** EXERCISE TASK A **
Copy out the listing below word for word, beginning with the line that contains "Ground the black" and continuing through the end of the listing.

-------- DOCUMENT

𝟒. 𝐃𝐨𝐞𝐬 𝐂𝐫𝐢𝐦𝐢𝐧𝐚𝐥𝐢𝐬𝐢𝐧𝐠 𝐔𝐧𝐥𝐢𝐜𝐞𝐧𝐬𝐞𝐝 𝐎𝐩𝐞𝐫𝐚𝐭𝐢𝐨𝐧 𝐒𝐞𝐫𝐯𝐞 𝐀𝐧𝐲 𝐏𝐫𝐨𝐩𝐨𝐫𝐭𝐢𝐨𝐧𝐚𝐭𝐞 𝐏𝐮𝐫𝐩𝐨𝐬𝐞?
The publicly accessible version of the Bill makes it illegal to operate an ICT business without a licence and imposes fines or imprisonment, or both. One crucial question arises if the Minister’s scope guarantee is accurate and exclusively relates to IT services and equipment providers to government:
a) Why does failure of an IT service provider to government registration warrant criminal sanction rather than administrative disqualification from tendering?
Every other procurement regime in Ghana handles non-compliance through civil and administrative measures, including contract rejection, deregistration, and state-imposed financial penalties. No serious procurement framework criminalises businesses for failing to register.
If, on the other hand, the criminal prohibitions expand beyond government contractors to the wider digital economy, the initial issue remains completely valid: freelance developers, student coders, startups, and small software firms face criminal exposure simply for operating without state approval.

----------------
-------- MATERIALS PROVIDED

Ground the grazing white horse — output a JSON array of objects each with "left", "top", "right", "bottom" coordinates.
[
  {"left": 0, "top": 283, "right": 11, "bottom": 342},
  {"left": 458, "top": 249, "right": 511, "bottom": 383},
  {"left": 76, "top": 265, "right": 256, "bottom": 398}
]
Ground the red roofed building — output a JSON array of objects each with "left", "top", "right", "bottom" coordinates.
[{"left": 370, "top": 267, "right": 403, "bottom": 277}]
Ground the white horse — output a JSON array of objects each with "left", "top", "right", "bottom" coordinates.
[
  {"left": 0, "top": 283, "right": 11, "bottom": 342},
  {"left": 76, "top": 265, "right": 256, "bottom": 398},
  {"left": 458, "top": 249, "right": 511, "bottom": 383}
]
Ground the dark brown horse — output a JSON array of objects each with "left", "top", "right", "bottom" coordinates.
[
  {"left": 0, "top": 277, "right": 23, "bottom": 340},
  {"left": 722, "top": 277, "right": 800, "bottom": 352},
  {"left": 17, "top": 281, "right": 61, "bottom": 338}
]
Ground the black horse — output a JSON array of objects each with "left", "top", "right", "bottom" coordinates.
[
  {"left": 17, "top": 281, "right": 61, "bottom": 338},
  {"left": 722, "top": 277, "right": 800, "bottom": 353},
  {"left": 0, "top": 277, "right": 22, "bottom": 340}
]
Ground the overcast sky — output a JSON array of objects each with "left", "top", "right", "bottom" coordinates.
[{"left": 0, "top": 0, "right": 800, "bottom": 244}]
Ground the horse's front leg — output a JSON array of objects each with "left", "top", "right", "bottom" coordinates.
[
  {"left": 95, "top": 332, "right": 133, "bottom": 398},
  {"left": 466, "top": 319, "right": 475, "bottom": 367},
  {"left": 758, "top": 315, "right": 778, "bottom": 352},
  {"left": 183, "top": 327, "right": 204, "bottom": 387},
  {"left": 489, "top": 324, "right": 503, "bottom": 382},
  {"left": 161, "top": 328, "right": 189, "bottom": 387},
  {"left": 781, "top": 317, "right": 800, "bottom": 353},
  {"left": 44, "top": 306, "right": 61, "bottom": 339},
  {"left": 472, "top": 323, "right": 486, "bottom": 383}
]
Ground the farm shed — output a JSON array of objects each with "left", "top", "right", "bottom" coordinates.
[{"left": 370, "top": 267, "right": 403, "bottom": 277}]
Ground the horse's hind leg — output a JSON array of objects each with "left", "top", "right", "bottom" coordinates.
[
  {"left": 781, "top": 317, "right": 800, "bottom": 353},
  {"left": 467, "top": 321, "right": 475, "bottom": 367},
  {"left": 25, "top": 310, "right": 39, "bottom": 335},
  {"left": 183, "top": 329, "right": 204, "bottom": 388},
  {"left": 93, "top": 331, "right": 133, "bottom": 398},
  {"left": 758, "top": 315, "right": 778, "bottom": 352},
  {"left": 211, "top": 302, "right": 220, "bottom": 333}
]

----------------

** EXERCISE TASK B **
Write the next part of the passage on criminal penalties for unlicensed ICT operation, picking up after its final sentence.

** EXERCISE RESPONSE A **
Ground the black horse — output a JSON array of objects each with "left", "top", "right", "bottom" coordinates.
[
  {"left": 17, "top": 281, "right": 61, "bottom": 338},
  {"left": 722, "top": 277, "right": 800, "bottom": 353},
  {"left": 0, "top": 277, "right": 22, "bottom": 340}
]
Ground the overcast sky — output a JSON array of objects each with "left", "top", "right", "bottom" coordinates.
[{"left": 0, "top": 0, "right": 800, "bottom": 244}]
Ground the horse's front leg — output a JSON array of objects each with "left", "top", "right", "bottom" coordinates.
[
  {"left": 95, "top": 332, "right": 133, "bottom": 398},
  {"left": 466, "top": 319, "right": 475, "bottom": 367},
  {"left": 758, "top": 315, "right": 778, "bottom": 352},
  {"left": 183, "top": 327, "right": 204, "bottom": 387},
  {"left": 489, "top": 324, "right": 503, "bottom": 382},
  {"left": 161, "top": 328, "right": 189, "bottom": 387},
  {"left": 781, "top": 317, "right": 800, "bottom": 353},
  {"left": 44, "top": 306, "right": 61, "bottom": 339},
  {"left": 472, "top": 323, "right": 486, "bottom": 383}
]
Ground the farm shed — output a JSON array of objects each with "left", "top", "right", "bottom" coordinates.
[{"left": 370, "top": 267, "right": 403, "bottom": 277}]
Ground the horse's hind leg — output a JSON array of objects each with "left", "top", "right", "bottom" coordinates.
[
  {"left": 781, "top": 317, "right": 800, "bottom": 353},
  {"left": 467, "top": 321, "right": 475, "bottom": 367},
  {"left": 25, "top": 310, "right": 39, "bottom": 335},
  {"left": 183, "top": 329, "right": 204, "bottom": 388},
  {"left": 93, "top": 331, "right": 133, "bottom": 398},
  {"left": 758, "top": 315, "right": 778, "bottom": 352},
  {"left": 211, "top": 302, "right": 220, "bottom": 333}
]

** EXERCISE RESPONSE B **
b) What specific, documented public harm does this criminalisation address that cannot be remedied by administrative and civil mechanisms?
c) Will the government commit, in the revised Bill, to replacing criminal penalties with proportionate administrative sanctions?
Criminal law should be a last resort, not a first instrument of regulatory compliance.
𝟓. 𝐈𝐬 𝐭𝐡𝐞 𝟏% 𝐋𝐞𝐯𝐲 𝐆𝐨𝐧𝐞, 𝐨𝐫 𝐉𝐮𝐬𝐭 𝐑𝐞𝐥𝐨𝐜𝐚𝐭𝐞𝐝?
The Minister confirmed that the 1% gross revenue levy had been eliminated. GALT acknowledges this. However, because the current Cabinet wording is missing, we cannot confirm whether equivalent extraction has been reintroduced by other means, such as increased licence fees, renewal charges, or transaction-based levies.
The pricing schedule presented during the consultation ranges from $55 to $3,055, depending on the service category. While the Minister referred to these as “small compared to what businesses charge the government,” this framing is inaccurate. Fee proportionality should be measured against the cost of compliance and economic viability, not against contract values.
a) Will the government publish the full, current fee schedule in the updated Bill text for public scrutiny?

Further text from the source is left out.